- [Aim] Your task is to retype each line of the data below exactly.

- [Given data]
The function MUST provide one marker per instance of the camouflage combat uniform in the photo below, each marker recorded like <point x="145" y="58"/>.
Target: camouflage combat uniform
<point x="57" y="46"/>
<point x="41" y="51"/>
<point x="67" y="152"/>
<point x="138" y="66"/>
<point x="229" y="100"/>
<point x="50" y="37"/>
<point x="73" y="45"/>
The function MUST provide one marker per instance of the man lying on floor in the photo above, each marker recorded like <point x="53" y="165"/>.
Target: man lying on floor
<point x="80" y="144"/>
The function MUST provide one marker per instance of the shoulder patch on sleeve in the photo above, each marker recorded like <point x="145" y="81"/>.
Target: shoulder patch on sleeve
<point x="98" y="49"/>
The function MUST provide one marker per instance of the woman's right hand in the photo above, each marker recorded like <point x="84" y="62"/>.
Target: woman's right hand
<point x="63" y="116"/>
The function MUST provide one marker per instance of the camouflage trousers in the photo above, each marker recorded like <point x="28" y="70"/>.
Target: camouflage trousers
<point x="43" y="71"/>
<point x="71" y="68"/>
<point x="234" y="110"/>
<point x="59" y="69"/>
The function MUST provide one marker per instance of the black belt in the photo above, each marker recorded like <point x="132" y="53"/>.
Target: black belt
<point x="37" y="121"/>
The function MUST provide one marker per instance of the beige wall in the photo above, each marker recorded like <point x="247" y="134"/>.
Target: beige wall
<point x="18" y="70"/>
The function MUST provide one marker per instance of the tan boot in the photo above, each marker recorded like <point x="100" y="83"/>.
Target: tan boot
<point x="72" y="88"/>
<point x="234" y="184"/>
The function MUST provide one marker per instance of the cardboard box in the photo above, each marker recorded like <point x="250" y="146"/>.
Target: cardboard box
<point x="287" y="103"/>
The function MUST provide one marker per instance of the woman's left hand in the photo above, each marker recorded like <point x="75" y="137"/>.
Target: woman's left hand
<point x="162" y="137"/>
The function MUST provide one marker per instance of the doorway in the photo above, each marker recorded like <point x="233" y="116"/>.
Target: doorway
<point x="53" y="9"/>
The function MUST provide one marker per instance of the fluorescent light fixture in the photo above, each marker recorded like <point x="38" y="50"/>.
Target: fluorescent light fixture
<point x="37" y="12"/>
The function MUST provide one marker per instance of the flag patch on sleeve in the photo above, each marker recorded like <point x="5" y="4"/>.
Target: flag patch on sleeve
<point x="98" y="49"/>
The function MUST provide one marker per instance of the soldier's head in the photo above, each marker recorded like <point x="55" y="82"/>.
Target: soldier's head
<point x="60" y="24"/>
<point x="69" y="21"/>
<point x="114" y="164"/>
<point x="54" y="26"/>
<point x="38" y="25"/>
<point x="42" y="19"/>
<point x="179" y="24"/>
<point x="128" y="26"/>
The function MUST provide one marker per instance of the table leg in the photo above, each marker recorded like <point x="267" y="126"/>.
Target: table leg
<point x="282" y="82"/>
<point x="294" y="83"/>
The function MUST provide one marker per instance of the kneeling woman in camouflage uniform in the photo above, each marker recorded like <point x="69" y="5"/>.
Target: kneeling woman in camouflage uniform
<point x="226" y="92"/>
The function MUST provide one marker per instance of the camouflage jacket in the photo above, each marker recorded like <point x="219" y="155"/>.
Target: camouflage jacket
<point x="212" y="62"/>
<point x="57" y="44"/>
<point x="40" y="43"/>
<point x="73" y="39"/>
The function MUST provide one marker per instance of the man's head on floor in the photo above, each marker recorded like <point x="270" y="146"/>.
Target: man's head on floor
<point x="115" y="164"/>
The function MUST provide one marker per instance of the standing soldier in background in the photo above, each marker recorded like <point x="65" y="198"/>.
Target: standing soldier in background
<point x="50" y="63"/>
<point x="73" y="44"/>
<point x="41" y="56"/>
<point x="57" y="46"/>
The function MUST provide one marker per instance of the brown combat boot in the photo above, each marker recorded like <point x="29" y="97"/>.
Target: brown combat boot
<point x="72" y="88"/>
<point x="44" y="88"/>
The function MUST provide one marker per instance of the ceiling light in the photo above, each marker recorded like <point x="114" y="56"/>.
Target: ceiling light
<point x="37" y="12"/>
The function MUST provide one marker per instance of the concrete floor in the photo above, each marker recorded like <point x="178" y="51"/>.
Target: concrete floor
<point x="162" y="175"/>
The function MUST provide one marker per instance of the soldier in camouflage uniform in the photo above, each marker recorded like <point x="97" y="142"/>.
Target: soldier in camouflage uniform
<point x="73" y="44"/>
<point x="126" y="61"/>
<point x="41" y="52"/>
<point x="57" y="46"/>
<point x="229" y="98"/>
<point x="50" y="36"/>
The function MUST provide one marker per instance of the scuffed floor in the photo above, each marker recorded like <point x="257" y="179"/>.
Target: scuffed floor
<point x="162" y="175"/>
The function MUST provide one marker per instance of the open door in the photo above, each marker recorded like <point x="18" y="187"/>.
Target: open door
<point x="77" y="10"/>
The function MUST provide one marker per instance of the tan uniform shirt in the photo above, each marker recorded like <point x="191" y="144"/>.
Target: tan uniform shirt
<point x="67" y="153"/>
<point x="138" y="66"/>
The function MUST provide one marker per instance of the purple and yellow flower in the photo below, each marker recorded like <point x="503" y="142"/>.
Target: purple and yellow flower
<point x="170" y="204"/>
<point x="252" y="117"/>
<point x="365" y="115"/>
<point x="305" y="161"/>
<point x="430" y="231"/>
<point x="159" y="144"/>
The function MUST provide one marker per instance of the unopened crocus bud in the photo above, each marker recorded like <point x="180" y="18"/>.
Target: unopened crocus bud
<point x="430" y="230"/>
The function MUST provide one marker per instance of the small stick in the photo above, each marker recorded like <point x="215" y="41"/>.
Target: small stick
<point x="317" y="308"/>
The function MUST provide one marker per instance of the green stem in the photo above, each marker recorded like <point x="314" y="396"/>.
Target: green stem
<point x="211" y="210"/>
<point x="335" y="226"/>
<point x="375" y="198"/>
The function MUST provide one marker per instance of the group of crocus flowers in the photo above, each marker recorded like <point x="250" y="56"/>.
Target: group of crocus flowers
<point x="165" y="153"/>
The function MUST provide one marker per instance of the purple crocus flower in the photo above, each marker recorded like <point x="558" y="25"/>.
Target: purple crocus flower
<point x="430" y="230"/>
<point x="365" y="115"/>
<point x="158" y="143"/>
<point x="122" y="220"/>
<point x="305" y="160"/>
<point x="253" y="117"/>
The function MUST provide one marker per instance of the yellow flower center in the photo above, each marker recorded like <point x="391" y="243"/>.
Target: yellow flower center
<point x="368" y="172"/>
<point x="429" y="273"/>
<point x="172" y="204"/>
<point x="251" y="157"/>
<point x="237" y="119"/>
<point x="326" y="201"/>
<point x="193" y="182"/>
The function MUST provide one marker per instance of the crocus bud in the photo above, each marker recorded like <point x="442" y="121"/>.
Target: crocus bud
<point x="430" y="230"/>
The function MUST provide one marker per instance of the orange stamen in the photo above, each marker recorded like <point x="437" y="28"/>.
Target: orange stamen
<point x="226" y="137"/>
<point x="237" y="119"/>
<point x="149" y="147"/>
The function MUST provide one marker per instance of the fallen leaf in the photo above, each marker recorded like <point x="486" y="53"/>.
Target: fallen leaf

- [Full output]
The function MUST provide one marker per instance of the camouflage combat uniform in the photo below, each marker recorded like <point x="145" y="58"/>.
Target: camouflage combat uniform
<point x="57" y="46"/>
<point x="41" y="51"/>
<point x="67" y="152"/>
<point x="138" y="66"/>
<point x="229" y="100"/>
<point x="50" y="37"/>
<point x="73" y="45"/>
The function MUST provide one marker per instance of the man lying on floor in the photo above, each marker recorded like <point x="53" y="165"/>.
Target: man lying on floor
<point x="80" y="144"/>
The function MUST provide one marker per instance of the shoulder patch on sleeve in the photo above, each marker recorded like <point x="145" y="81"/>.
Target: shoulder patch on sleeve
<point x="98" y="49"/>
The function MUST provide one marker per instance of the woman's right hand in the photo above, each marker recorded like <point x="84" y="62"/>.
Target: woman's right hand
<point x="63" y="116"/>
The function MUST provide one marker per instance of the camouflage trousers in the photo above, each marker recorded like <point x="28" y="70"/>.
Target: camouflage trousers
<point x="43" y="71"/>
<point x="71" y="68"/>
<point x="234" y="110"/>
<point x="59" y="69"/>
The function MUST provide one marker per instance of the black belt in the photo above, each marker recorded like <point x="132" y="53"/>.
Target: black belt
<point x="37" y="121"/>
The function MUST provide one marker per instance of the beige wall in the photo above, each marker recorded like <point x="247" y="134"/>.
Target: beige wall
<point x="18" y="70"/>
The function MUST provide one marker per instance of the tan boot in the photo above, each marker recorded like <point x="100" y="83"/>.
Target: tan boot
<point x="72" y="88"/>
<point x="234" y="184"/>
The function MUST provide one marker per instance of the cardboard box in the photo above, each marker recorded like <point x="250" y="146"/>.
Target: cardboard box
<point x="287" y="103"/>
The function MUST provide one marker per instance of the woman's left hand in the photo above, each marker recorded like <point x="75" y="137"/>.
Target: woman's left hand
<point x="162" y="137"/>
The function MUST provide one marker per instance of the doorway in the photo above, each marker recorded like <point x="233" y="116"/>.
Target: doorway
<point x="53" y="9"/>
The function MUST provide one marker per instance of the fluorescent light fixture in the photo above, each marker recorded like <point x="38" y="50"/>.
Target: fluorescent light fixture
<point x="37" y="12"/>
The function MUST provide one marker per instance of the flag patch on sleeve in the photo above, each marker recorded like <point x="5" y="4"/>.
Target: flag patch on sleeve
<point x="98" y="49"/>
The function MUST provide one marker per instance of the soldier's head in the photo above, each marker recorded like <point x="55" y="82"/>.
Target: soldier's head
<point x="60" y="24"/>
<point x="69" y="21"/>
<point x="114" y="164"/>
<point x="54" y="26"/>
<point x="38" y="25"/>
<point x="42" y="19"/>
<point x="179" y="24"/>
<point x="128" y="26"/>
The function MUST provide one marker per instance of the table leg in the photo above, each marker recorded like <point x="267" y="126"/>.
Target: table leg
<point x="282" y="82"/>
<point x="294" y="83"/>
The function MUST provide one marker per instance of the kneeling woman in camouflage uniform in the photo above, each marker recorded like <point x="69" y="5"/>.
Target: kneeling woman in camouflage uniform
<point x="226" y="92"/>
The function MUST provide one marker per instance of the camouflage jacket in the photo above, each marker recorded like <point x="219" y="155"/>.
Target: camouflage jacket
<point x="212" y="62"/>
<point x="57" y="44"/>
<point x="40" y="43"/>
<point x="73" y="39"/>
The function MUST provide one marker per instance of the man's head on floor in the photo above, each marker recorded like <point x="270" y="146"/>.
Target: man's head on floor
<point x="115" y="164"/>
The function MUST provide one marker per instance of the standing soldier in background in the photo above, each marker recorded like <point x="65" y="198"/>.
Target: standing soldier in background
<point x="50" y="63"/>
<point x="73" y="44"/>
<point x="41" y="56"/>
<point x="57" y="46"/>
The function MUST provide one marker per instance of the brown combat boot in the photo above, each marker recorded like <point x="29" y="97"/>.
Target: brown combat boot
<point x="72" y="88"/>
<point x="44" y="88"/>
The function MUST provide one marker per instance of the ceiling light in the photo above, each marker recorded like <point x="114" y="56"/>.
Target: ceiling light
<point x="37" y="12"/>
The function MUST provide one marker per instance of the concrete floor in the photo above, each marker recorded like <point x="178" y="51"/>.
Target: concrete floor
<point x="162" y="175"/>
The function MUST provide one marker per instance of the soldier in camouflage uniform in the photo above, each marker recorded like <point x="97" y="142"/>.
Target: soldier in camouflage uniform
<point x="73" y="44"/>
<point x="126" y="61"/>
<point x="41" y="52"/>
<point x="57" y="46"/>
<point x="229" y="98"/>
<point x="50" y="36"/>
The function MUST provide one marker per instance of the scuffed floor in the photo above, each marker recorded like <point x="257" y="179"/>.
Target: scuffed floor
<point x="162" y="175"/>
The function MUST provide one marker per instance of the open door in the photo above, each marker recorded like <point x="18" y="187"/>.
Target: open door
<point x="77" y="10"/>
The function MUST provide one marker per instance of the tan uniform shirt in the photo above, each marker recorded like <point x="191" y="144"/>.
Target: tan uniform shirt
<point x="67" y="153"/>
<point x="138" y="66"/>
The function MUST provide one marker per instance of the purple and yellow flower in the photo below, each marker recorded like <point x="503" y="142"/>.
Target: purple and yellow flower
<point x="170" y="204"/>
<point x="252" y="117"/>
<point x="365" y="115"/>
<point x="305" y="161"/>
<point x="430" y="231"/>
<point x="159" y="144"/>
The function MUST provide one marker per instance of the unopened crocus bud in the photo above, each marker recorded like <point x="180" y="18"/>.
Target: unopened crocus bud
<point x="430" y="230"/>
The function MUST provide one marker per instance of the small stick in the photo above, each marker recorded like <point x="215" y="41"/>.
Target: small stick
<point x="317" y="308"/>
The function MUST provide one marker per instance of the green stem in the photo above, each marker recorded like <point x="314" y="396"/>.
Target: green stem
<point x="211" y="210"/>
<point x="335" y="226"/>
<point x="375" y="198"/>
The function MUST provide one marker per instance of the group of crocus flowers in the photo above, each marker recorded like <point x="250" y="56"/>.
Target: group of crocus flowers
<point x="165" y="153"/>
The function MUST provide one marker per instance of the purple crocus flower in the photo above, each marker recorded like <point x="558" y="25"/>.
Target: purple crocus flower
<point x="430" y="230"/>
<point x="365" y="115"/>
<point x="158" y="143"/>
<point x="122" y="220"/>
<point x="305" y="160"/>
<point x="253" y="117"/>
The function MUST provide one marker per instance of the yellow flower center in the photo above, each marker recorded like <point x="391" y="243"/>.
Target: yellow flower center
<point x="368" y="172"/>
<point x="429" y="273"/>
<point x="172" y="204"/>
<point x="251" y="157"/>
<point x="237" y="119"/>
<point x="326" y="201"/>
<point x="193" y="182"/>
The function MUST provide one marker per instance of the crocus bud in the photo above, each marker recorded like <point x="442" y="121"/>.
Target: crocus bud
<point x="430" y="230"/>
The function MUST provide one marker per instance of the orange stamen in the photo above, each marker recorded like <point x="437" y="28"/>.
Target: orange stamen
<point x="226" y="137"/>
<point x="237" y="119"/>
<point x="149" y="147"/>
The function MUST provide one marker per instance of the fallen leaf in the photo above, each marker recorded like <point x="486" y="53"/>.
Target: fallen leaf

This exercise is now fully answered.